What you need to do: The line bearing "gray hair with a single point per instance.", together with all lines after it to the end of the material, should be repeated exactly; leave out everything else.

Dataset excerpts START

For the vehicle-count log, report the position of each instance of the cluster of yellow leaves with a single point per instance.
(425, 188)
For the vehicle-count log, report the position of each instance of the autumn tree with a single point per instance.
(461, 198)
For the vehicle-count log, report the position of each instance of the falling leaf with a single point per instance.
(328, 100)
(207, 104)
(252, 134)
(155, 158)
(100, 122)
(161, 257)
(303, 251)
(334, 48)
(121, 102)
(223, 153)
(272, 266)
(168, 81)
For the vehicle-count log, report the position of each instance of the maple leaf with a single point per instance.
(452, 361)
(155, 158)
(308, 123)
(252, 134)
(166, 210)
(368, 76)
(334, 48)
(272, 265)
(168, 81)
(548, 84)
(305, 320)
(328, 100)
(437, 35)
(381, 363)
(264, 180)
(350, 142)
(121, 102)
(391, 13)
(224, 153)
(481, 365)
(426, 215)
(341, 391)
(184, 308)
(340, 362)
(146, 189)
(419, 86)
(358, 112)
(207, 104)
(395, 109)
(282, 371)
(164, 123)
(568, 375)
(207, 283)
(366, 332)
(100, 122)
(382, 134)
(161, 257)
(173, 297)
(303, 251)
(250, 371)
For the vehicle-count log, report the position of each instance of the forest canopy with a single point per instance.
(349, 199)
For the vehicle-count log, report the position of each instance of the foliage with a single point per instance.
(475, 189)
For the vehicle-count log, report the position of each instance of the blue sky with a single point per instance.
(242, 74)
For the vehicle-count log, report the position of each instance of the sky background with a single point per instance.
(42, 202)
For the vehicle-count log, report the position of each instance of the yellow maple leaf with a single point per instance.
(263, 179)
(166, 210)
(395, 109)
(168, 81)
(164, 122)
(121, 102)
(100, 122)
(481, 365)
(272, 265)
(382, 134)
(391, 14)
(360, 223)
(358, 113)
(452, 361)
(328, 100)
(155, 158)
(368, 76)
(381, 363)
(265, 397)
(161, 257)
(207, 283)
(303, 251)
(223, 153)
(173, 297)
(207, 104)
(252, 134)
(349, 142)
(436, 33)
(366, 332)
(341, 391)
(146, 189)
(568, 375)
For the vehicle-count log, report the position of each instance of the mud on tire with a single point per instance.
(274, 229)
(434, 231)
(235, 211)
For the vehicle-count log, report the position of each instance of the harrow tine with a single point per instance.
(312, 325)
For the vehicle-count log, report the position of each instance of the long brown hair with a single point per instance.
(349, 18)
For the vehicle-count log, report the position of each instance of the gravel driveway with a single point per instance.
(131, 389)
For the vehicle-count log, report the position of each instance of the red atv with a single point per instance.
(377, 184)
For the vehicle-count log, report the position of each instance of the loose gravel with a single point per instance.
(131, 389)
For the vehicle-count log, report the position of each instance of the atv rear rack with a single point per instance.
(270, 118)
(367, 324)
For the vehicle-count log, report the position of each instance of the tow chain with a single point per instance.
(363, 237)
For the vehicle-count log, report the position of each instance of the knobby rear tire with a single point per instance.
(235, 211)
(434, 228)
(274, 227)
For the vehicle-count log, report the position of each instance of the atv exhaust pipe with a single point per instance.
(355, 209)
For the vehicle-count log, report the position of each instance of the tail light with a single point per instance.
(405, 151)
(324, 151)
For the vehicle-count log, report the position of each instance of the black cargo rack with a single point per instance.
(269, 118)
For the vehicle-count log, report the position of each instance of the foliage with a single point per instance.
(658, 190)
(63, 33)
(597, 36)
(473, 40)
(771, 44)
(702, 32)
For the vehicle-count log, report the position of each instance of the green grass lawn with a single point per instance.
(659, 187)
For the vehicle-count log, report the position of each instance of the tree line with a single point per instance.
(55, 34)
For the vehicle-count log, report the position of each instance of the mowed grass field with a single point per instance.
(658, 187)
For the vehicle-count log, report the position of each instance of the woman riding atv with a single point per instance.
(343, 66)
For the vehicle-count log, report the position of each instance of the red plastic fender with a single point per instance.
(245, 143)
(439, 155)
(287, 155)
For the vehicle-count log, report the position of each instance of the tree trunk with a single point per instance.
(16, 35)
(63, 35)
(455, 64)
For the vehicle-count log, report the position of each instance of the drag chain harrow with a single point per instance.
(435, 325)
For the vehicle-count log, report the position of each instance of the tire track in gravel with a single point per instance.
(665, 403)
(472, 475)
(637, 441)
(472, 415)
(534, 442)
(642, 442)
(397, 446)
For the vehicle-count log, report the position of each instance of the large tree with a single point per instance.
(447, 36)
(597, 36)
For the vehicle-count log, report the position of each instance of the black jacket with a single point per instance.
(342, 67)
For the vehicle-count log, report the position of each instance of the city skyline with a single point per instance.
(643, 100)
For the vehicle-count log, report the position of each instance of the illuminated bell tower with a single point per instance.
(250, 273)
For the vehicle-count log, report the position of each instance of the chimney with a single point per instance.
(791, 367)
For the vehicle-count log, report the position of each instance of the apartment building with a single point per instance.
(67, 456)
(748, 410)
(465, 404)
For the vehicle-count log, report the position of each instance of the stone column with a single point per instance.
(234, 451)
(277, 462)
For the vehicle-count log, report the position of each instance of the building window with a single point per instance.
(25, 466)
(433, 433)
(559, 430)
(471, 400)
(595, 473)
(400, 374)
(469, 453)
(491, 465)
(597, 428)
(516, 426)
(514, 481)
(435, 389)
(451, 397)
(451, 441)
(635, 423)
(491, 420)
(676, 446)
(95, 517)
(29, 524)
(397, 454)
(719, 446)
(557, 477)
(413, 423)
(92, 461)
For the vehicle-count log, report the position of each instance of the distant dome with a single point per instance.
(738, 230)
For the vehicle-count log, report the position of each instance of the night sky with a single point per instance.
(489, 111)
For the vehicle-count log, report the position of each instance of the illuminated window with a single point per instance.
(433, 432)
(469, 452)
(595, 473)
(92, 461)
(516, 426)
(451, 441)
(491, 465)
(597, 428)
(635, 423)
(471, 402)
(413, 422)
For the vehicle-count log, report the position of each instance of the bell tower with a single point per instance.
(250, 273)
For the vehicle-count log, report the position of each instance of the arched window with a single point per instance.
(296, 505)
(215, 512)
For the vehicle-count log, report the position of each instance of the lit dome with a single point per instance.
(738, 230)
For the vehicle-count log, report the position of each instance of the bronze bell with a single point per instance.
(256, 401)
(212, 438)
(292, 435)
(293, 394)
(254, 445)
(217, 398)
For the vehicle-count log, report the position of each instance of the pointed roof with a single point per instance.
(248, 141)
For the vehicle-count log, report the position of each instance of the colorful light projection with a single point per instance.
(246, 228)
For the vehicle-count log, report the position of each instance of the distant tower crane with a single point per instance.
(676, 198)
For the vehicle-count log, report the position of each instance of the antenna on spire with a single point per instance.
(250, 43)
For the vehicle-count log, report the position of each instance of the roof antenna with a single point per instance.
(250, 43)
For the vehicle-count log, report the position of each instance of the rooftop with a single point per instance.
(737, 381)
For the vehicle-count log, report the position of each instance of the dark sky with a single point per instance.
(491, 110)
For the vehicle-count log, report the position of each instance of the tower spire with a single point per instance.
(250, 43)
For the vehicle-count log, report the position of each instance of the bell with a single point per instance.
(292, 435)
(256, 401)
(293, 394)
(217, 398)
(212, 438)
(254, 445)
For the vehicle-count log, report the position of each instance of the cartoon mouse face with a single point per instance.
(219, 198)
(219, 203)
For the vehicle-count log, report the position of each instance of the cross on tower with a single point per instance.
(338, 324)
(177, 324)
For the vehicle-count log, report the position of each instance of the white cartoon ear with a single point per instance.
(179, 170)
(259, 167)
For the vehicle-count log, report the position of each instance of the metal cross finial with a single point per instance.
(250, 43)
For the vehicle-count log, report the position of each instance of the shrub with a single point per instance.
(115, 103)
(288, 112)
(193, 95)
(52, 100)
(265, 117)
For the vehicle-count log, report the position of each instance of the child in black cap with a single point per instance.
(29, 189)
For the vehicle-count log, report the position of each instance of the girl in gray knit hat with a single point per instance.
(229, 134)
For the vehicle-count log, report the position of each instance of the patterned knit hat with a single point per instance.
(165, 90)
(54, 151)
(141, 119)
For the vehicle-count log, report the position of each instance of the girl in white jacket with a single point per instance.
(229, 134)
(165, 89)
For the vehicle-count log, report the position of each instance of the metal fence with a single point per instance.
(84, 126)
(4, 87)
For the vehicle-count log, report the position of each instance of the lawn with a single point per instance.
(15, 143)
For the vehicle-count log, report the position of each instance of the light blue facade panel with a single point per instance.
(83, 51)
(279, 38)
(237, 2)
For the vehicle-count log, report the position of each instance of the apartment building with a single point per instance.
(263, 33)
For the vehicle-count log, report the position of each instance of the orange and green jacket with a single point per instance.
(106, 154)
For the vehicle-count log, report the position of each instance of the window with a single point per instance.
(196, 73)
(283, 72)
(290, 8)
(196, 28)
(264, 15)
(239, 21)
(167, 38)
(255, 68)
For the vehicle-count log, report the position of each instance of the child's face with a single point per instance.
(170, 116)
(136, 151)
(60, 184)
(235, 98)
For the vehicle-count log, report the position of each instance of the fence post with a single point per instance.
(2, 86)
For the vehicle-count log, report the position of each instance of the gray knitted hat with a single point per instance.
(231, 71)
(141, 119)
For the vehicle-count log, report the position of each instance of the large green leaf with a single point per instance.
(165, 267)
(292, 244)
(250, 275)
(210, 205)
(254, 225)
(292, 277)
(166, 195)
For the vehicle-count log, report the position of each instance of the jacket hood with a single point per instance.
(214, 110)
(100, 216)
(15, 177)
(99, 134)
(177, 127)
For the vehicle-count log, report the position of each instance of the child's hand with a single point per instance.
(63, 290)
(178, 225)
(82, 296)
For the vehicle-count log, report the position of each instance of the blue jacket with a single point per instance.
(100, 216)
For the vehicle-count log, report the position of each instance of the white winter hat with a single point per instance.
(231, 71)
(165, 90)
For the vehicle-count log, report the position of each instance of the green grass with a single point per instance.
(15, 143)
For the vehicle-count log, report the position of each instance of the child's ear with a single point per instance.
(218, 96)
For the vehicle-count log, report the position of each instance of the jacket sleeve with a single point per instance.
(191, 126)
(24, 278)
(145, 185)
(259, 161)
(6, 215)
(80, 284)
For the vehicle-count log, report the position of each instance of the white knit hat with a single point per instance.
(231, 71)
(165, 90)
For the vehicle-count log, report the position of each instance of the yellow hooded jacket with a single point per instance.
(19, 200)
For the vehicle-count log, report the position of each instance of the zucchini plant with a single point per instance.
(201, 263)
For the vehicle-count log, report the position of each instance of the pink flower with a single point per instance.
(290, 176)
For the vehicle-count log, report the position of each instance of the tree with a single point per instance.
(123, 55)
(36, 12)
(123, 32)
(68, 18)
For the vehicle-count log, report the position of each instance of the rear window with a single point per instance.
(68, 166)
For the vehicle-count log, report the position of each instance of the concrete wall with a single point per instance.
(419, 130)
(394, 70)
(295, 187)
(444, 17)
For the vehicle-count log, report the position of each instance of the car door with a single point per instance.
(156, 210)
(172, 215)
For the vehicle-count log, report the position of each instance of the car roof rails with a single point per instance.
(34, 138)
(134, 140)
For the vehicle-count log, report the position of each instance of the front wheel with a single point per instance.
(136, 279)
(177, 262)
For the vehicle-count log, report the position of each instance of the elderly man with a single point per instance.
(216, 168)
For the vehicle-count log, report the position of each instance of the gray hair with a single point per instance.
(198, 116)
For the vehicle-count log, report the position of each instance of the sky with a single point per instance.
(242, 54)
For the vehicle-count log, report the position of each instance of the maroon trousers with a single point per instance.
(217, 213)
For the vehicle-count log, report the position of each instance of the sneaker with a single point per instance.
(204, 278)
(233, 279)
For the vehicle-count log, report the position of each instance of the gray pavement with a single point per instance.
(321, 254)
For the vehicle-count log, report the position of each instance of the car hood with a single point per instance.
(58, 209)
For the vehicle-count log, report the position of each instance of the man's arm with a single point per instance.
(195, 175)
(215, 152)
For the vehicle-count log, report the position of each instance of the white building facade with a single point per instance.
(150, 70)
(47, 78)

Dataset excerpts END

Answer space:
For the vehicle-count log, report the position of each instance of the gray hair with a single point per instance.
(198, 116)
For the vehicle-count log, report the position of each instance of the sky with a single point per instance.
(242, 54)
For the vehicle-count log, report the position of each instance of the maroon trousers with a single point per instance.
(217, 213)
For the vehicle-count log, report the position of each instance of the sneaker with a single point per instance.
(204, 278)
(233, 279)
For the vehicle-count log, report the position of each instance of the gray pavement with a single point per instance.
(321, 254)
For the vehicle-count log, report the position of each instance of the car hood with a single point per instance.
(58, 209)
For the vehicle-count log, report the position of each instance of the man's arm with a single point per instance.
(195, 175)
(215, 152)
For the vehicle-count log, report the position of each instance of the white building facade with a single point per instance.
(150, 70)
(47, 78)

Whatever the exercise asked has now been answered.